*WHAT IS REQUIRED*:
Only the lines below, from the one with "<point>27,181</point>" through the one with "<point>440,30</point>", are to be written out, exactly.

Saved entries:
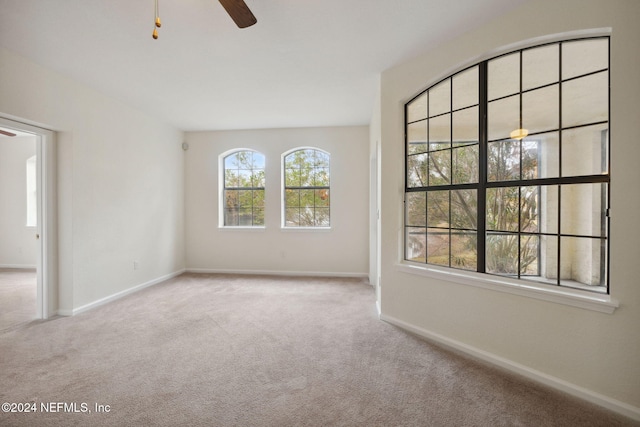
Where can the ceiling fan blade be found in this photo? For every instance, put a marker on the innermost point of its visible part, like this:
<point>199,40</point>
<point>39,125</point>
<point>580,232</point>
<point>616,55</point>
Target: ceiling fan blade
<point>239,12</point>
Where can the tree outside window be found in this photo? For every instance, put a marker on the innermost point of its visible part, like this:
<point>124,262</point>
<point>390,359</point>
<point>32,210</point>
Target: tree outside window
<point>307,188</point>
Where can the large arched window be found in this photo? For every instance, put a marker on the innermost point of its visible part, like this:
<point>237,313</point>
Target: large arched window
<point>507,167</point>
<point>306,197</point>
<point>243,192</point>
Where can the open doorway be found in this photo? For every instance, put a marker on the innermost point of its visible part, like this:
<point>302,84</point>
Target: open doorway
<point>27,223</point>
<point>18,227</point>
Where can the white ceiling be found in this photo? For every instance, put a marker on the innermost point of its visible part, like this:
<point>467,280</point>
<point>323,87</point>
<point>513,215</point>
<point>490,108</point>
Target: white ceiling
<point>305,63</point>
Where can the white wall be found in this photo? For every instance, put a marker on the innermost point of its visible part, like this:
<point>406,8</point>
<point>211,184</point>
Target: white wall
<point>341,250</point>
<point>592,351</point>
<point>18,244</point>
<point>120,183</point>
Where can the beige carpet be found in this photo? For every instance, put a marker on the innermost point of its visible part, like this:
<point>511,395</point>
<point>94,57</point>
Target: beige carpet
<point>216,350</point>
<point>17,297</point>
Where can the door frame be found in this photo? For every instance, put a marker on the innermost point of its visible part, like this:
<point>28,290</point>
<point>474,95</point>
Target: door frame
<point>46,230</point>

==

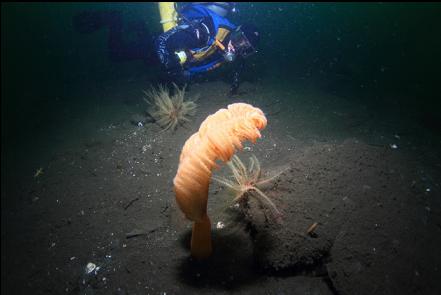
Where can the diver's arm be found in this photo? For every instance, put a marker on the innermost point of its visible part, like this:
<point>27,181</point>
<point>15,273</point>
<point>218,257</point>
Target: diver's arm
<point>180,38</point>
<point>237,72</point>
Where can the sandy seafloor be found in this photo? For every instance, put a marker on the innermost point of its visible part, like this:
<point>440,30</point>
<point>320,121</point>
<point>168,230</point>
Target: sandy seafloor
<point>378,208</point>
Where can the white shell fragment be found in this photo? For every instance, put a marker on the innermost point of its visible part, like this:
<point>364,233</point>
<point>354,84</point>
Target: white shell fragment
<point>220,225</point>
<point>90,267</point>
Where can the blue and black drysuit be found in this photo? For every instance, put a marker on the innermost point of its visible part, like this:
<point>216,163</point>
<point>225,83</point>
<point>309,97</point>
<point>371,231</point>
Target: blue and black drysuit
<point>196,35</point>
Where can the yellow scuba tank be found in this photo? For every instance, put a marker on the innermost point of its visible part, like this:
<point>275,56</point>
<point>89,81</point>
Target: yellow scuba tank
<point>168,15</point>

...

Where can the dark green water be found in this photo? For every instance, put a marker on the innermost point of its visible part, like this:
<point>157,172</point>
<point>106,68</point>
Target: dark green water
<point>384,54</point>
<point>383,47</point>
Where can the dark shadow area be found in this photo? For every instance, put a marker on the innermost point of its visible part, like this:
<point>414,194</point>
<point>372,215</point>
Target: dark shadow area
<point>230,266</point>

*RESPONSE BOX*:
<point>27,181</point>
<point>15,273</point>
<point>218,257</point>
Target: diver's arm
<point>180,38</point>
<point>237,72</point>
Where can the sandy seafloor be found in this photo? For every instance, put a marker on the innermost point of its visible part, like this:
<point>440,30</point>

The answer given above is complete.